▶ **What is being asked**
Starting with the line that contains "TARGET = steep cliff face", set down each line through the end of the entries below, exactly and with nothing added.

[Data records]
*** Block opens ***
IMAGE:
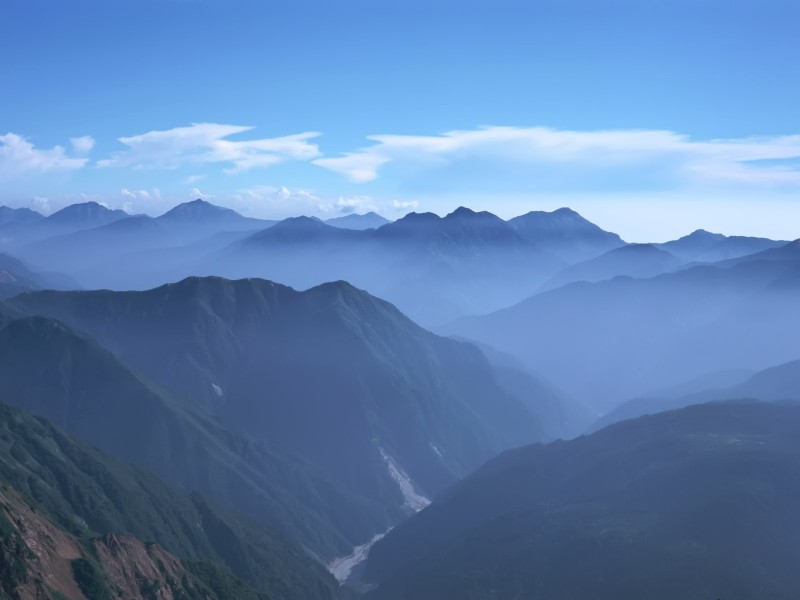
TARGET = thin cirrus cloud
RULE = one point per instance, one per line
(757, 161)
(207, 143)
(19, 157)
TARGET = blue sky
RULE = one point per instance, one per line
(650, 117)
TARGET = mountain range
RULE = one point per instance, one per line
(612, 340)
(77, 522)
(696, 503)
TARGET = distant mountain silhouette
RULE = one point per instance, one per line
(370, 220)
(633, 260)
(91, 254)
(86, 215)
(431, 267)
(697, 503)
(565, 234)
(332, 374)
(773, 384)
(610, 341)
(27, 228)
(18, 216)
(16, 277)
(703, 246)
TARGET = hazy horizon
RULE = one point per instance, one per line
(651, 121)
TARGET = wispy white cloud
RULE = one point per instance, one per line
(82, 145)
(721, 161)
(278, 202)
(207, 143)
(154, 194)
(405, 205)
(351, 204)
(194, 179)
(19, 157)
(358, 167)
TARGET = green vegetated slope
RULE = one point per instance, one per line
(692, 504)
(333, 374)
(70, 515)
(49, 370)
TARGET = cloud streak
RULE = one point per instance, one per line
(208, 143)
(689, 162)
(19, 157)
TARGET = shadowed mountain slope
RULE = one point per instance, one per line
(63, 494)
(333, 374)
(773, 384)
(698, 503)
(608, 341)
(49, 370)
(431, 267)
(633, 260)
(370, 220)
(565, 234)
(703, 246)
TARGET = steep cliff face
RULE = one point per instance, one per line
*** Block closes ***
▶ **Response for this exercise**
TARGET = steep cliff face
RULE = one point per instance, one per line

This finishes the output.